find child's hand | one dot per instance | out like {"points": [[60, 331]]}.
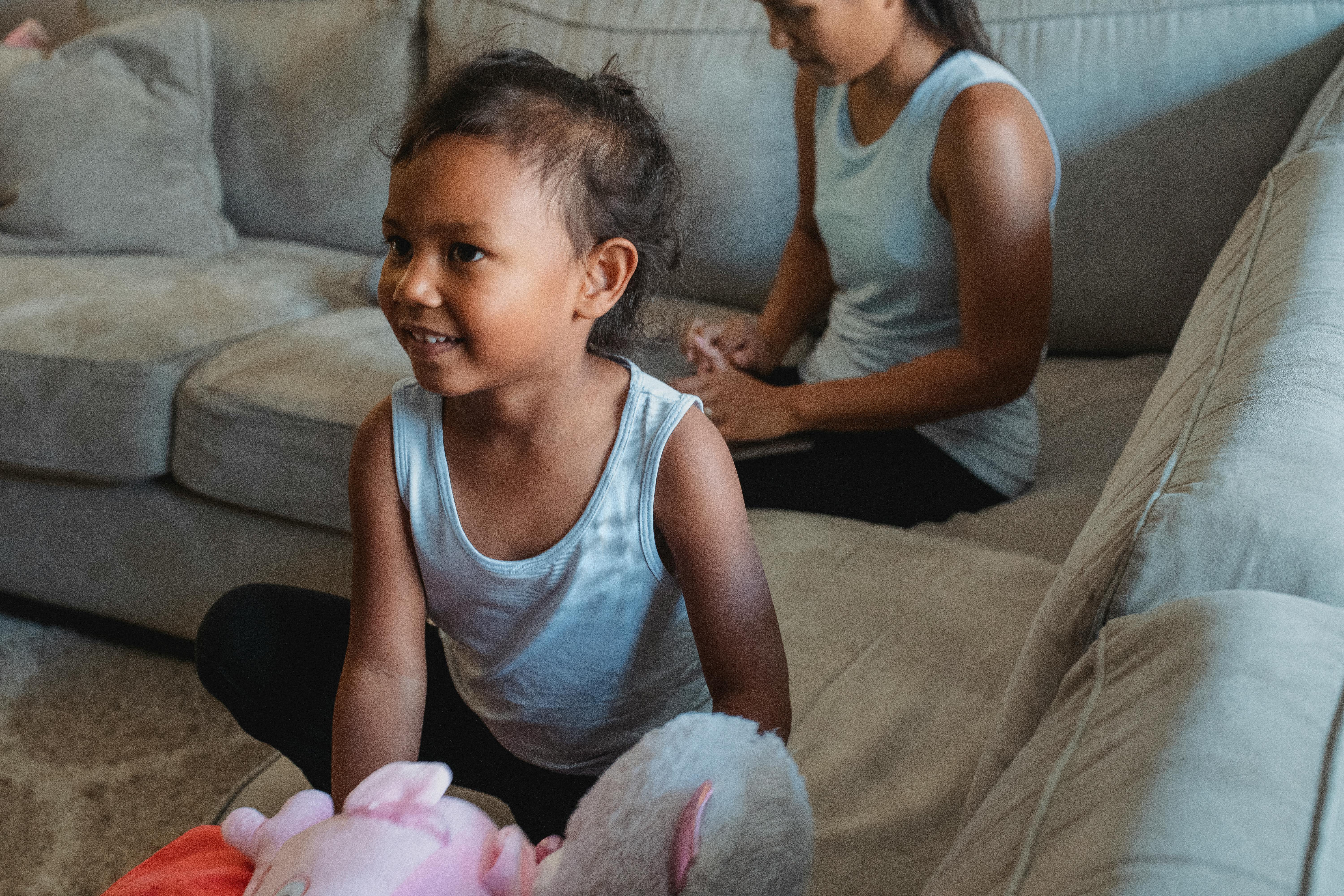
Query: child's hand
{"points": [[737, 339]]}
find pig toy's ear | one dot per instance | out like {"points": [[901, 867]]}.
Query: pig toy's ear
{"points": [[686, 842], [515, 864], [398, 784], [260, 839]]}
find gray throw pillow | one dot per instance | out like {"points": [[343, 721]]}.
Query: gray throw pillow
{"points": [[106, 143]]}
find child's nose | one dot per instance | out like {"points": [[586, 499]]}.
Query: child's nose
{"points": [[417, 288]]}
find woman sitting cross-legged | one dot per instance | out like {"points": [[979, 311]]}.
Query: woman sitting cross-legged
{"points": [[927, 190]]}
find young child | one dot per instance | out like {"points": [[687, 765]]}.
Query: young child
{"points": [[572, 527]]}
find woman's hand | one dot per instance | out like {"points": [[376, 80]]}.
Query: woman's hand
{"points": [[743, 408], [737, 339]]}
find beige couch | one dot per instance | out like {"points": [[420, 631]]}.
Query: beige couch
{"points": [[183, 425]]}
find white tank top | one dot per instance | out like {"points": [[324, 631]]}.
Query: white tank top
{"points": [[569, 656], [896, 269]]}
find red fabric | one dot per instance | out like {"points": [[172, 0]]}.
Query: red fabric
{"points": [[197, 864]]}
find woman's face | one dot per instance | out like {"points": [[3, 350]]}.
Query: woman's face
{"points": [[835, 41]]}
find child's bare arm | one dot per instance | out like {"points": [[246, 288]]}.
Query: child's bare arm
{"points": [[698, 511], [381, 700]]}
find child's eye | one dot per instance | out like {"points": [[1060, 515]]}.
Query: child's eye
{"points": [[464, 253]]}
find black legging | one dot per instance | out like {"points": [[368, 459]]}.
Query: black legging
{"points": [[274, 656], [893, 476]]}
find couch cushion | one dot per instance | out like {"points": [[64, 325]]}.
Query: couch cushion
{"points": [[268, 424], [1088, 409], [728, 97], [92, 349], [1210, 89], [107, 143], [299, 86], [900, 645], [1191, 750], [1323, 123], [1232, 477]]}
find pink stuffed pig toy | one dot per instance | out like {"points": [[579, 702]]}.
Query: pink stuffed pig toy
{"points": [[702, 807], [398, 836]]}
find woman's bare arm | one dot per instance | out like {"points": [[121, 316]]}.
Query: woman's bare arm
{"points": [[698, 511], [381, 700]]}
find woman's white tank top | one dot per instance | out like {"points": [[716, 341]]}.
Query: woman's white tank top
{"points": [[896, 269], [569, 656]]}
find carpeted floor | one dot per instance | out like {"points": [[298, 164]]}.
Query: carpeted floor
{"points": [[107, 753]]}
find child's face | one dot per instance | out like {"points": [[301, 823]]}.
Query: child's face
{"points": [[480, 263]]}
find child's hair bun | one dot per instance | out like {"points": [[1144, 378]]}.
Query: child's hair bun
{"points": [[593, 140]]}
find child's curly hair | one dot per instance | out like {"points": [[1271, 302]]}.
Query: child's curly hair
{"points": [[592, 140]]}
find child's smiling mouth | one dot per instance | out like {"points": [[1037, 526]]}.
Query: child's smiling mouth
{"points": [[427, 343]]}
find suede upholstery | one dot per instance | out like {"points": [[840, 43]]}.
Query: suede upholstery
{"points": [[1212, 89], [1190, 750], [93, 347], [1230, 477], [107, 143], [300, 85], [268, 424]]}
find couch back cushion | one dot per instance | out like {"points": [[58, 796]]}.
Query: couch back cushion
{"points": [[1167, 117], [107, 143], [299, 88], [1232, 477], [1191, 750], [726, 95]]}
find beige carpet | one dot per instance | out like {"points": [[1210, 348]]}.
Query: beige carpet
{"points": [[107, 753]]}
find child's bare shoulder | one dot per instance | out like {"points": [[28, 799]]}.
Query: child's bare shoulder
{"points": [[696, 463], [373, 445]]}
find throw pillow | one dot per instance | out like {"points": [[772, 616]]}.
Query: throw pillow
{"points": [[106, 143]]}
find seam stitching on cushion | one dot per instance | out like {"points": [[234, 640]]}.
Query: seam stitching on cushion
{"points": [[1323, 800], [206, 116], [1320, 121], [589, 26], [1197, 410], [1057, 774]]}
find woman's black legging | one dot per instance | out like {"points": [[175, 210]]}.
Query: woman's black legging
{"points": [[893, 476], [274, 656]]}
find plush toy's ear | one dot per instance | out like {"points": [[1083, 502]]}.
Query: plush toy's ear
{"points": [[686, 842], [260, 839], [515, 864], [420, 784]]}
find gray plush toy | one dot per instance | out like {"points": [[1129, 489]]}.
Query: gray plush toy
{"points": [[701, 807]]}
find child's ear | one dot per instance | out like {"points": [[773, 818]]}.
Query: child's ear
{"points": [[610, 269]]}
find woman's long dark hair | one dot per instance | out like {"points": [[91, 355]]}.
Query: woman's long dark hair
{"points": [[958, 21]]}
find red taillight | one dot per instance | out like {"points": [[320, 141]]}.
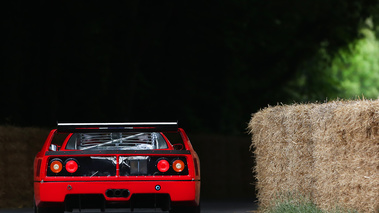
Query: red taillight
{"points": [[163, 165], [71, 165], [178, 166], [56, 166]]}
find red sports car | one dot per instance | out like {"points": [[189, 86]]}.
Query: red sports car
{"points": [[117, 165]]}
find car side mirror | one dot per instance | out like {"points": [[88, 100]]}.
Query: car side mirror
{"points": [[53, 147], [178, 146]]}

▶ _Exercise task_
Print the whole listing above once more, word for word, without its pictures.

▶ _Answer below_
find child's hand | one dot per instance | out like {"points": [[60, 331]]}.
Query: child's hand
{"points": [[737, 339]]}
find pig toy's ear | one dot per instance | out like {"points": [[901, 867]]}.
Query: pig toy's ear
{"points": [[686, 842], [515, 864], [398, 784], [260, 839]]}
find gray throw pillow | one dot per instance | out like {"points": [[343, 721]]}.
Query: gray throw pillow
{"points": [[106, 143]]}
find child's nose | one dot per instance | out like {"points": [[586, 499]]}.
Query: child's nose
{"points": [[417, 288]]}
find woman sitting cross-legged | one dot per instance | out like {"points": [[979, 311]]}.
Query: woman sitting cross-legged
{"points": [[927, 190]]}
find young child | one dot per instance | out like {"points": [[687, 765]]}.
Query: young child
{"points": [[572, 527]]}
find woman's hand | one dot per instance | out like {"points": [[376, 80]]}.
Query: woman's hand
{"points": [[743, 408], [737, 339]]}
find beige couch | one dot per instance | out like {"points": [[420, 631]]}.
Query: beige couch
{"points": [[183, 425]]}
find white tank top | one dot per instance | out like {"points": [[324, 631]]}.
Query: white tank top
{"points": [[569, 656], [896, 269]]}
find red fabric | one dot per instance | out like {"points": [[172, 0]]}.
Query: red fabric
{"points": [[197, 864]]}
find woman's face | one dot per instance | out like {"points": [[3, 350]]}.
Query: woman's face
{"points": [[835, 41]]}
find child's bare arm | one dot per instance | out like {"points": [[246, 288]]}.
Query: child's bare arm
{"points": [[698, 511], [381, 700]]}
find child's eye | one dot per instance | out like {"points": [[1060, 515]]}.
Query: child's eye
{"points": [[464, 253]]}
find black legging | one dot per instance | out like {"points": [[368, 459]]}.
Query: black legging
{"points": [[274, 656], [893, 476]]}
find couch cushion | one dot per instance | out like {"points": [[64, 325]]}.
Query: couch cushion
{"points": [[268, 424], [1088, 409], [728, 97], [92, 349], [1210, 89], [107, 143], [299, 86], [900, 645], [1191, 750], [1323, 123], [1232, 477]]}
find pink stuffed pig toy | one dot per instance | out like {"points": [[579, 702]]}.
Query: pink stuffed pig toy
{"points": [[702, 807], [398, 836]]}
find woman's bare arm | one dot per instance | out like {"points": [[121, 316]]}.
Query: woman's bare arm
{"points": [[698, 511], [381, 700]]}
find woman's white tank top | one dot per instance | out like {"points": [[716, 341]]}.
Query: woman's white tank top
{"points": [[896, 269], [569, 656]]}
find carpeted floor | one dot per instance | out like {"points": [[298, 164]]}.
Query: carpeted floor
{"points": [[107, 753]]}
find child's face | one dot per instance | out like {"points": [[301, 823]]}.
Query: child's face
{"points": [[480, 263]]}
find child's hair bun | one dot per instance | out like {"points": [[1144, 378]]}.
Query: child's hair bun
{"points": [[593, 140]]}
find child's curly hair | one dot per instance | out like {"points": [[1271, 302]]}.
Query: child's curly hair
{"points": [[592, 140]]}
find child's smiling mouth | one dot per instance | out like {"points": [[1037, 526]]}.
Query: child's smiling mouth
{"points": [[427, 343]]}
find suede upholstery | one dot per instance | out like {"points": [[840, 43]]}.
Query: suede upholstery
{"points": [[1212, 89], [1190, 750], [93, 347], [1230, 477], [107, 143], [300, 85], [268, 424]]}
find couch back cushion | one dot per instance | out like {"points": [[58, 796]]}.
Query: couch back cushion
{"points": [[1167, 117], [107, 143], [299, 88], [1232, 477], [1191, 750], [726, 95]]}
find beige carpet | one dot per instance | out like {"points": [[1210, 348]]}.
Query: beige carpet
{"points": [[107, 753]]}
find child's bare shoulder | one dot per instance | out like {"points": [[28, 799]]}.
Query: child's bare shoulder
{"points": [[696, 463], [373, 445]]}
find throw pillow | one dot per instance | out like {"points": [[772, 616]]}.
Query: throw pillow
{"points": [[106, 143]]}
find seam stitching on cushion | one dot per instance | out like {"points": [[234, 640]]}.
Query: seam stitching on cushion
{"points": [[1323, 800], [206, 116], [1320, 121], [589, 26], [1197, 410], [1057, 774]]}
find woman's black legging | one dot per instance | out like {"points": [[175, 210]]}.
Query: woman's black legging
{"points": [[893, 476], [274, 656]]}
find plush toy's ear | one dot per instance | out like {"points": [[1083, 502]]}.
Query: plush toy's ear
{"points": [[686, 842], [260, 839], [515, 864], [420, 784]]}
find gray plush toy | one dot per instance | out like {"points": [[1129, 489]]}.
Query: gray plush toy
{"points": [[701, 807]]}
find child's ear | one dot per instance | out like {"points": [[773, 818]]}.
Query: child's ear
{"points": [[610, 269]]}
find woman's long dark hair | one dot per instance | out like {"points": [[91, 355]]}.
Query: woman's long dark hair
{"points": [[958, 21]]}
find red taillight | one dot per instance | out like {"points": [[320, 141]]}.
Query: red taillight
{"points": [[163, 165], [71, 165], [178, 166], [56, 166]]}
find red sports car | one dot per instance | out like {"points": [[189, 86]]}.
Query: red sports car
{"points": [[117, 165]]}
find car side mirror | one dot per instance | out like {"points": [[88, 100]]}.
Query: car side mirror
{"points": [[53, 147], [178, 146]]}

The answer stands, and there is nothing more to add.